++++ RECORDS FOR THIS EXERCISE ++++

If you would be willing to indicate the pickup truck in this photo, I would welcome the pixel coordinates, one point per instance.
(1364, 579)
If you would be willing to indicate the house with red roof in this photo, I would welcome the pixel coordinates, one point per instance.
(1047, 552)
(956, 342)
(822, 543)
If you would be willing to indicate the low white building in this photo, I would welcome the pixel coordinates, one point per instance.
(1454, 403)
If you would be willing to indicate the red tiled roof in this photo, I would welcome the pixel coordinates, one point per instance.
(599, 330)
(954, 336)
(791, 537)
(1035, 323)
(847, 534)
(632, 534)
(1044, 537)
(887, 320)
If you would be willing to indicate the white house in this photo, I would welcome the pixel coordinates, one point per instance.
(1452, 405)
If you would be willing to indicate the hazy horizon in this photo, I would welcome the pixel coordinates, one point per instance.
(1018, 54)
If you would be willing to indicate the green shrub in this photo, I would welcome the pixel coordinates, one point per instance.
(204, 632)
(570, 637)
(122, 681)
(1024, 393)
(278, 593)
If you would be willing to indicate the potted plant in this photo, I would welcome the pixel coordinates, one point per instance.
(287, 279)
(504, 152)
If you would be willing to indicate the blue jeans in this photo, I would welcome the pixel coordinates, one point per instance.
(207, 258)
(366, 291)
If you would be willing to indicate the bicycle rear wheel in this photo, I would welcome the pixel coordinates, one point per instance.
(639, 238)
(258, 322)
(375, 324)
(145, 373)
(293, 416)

++++

- **WHAT IS REQUIRED**
Convert every line of the records above into a JSON list of strings, one string per line, with blank lines omitted.

- **EXERCISE ANSWER**
[
  "If you would be willing to indicate the pickup truck in this photo, I would welcome the pixel coordinates, one point per instance.",
  "(1364, 579)",
  "If you would be willing to indicate the house with red roof in this photo, I would welcome the pixel coordinates, one point per instance.",
  "(1047, 552)",
  "(956, 342)",
  "(822, 543)",
  "If you would be willing to indicate the low white building in this photo, I would welcome the pixel coordinates, one point per instance.",
  "(1454, 403)",
  "If you would be willing to indicate the red tiled roof in this photo, I would welcome the pixel coordinates, one point per instance.",
  "(599, 330)",
  "(954, 336)",
  "(791, 537)",
  "(1035, 323)",
  "(847, 534)",
  "(632, 534)",
  "(1044, 537)",
  "(887, 320)",
  "If you would be willing to indicate the white house in this photo, I would welcome the pixel coordinates, one point per instance.",
  "(1452, 405)",
  "If you would be willing to indicate the hazy horizon in this photo, I would welcome the pixel coordinates, one point per instance.",
  "(1018, 54)",
  "If you would be willing to indicate the green shrub in this photo, I would welcome the pixel coordinates, one point per instance.",
  "(204, 632)",
  "(570, 637)",
  "(122, 681)",
  "(1024, 393)",
  "(278, 593)",
  "If you would be willing to indicate the potted plant in this photo, I would welcome the pixel coordinates, one point per instance.",
  "(287, 279)",
  "(504, 152)",
  "If you would be willing to indicate the blue jeans in this photo, I would welcome the pixel coordinates, one point per instance.",
  "(207, 258)",
  "(366, 291)",
  "If you would be willing to indicate the bicycle rear wheel in this photo, I would welcome the pixel coordinates, one point per instance.",
  "(639, 238)",
  "(258, 322)",
  "(375, 324)",
  "(145, 373)",
  "(293, 416)"
]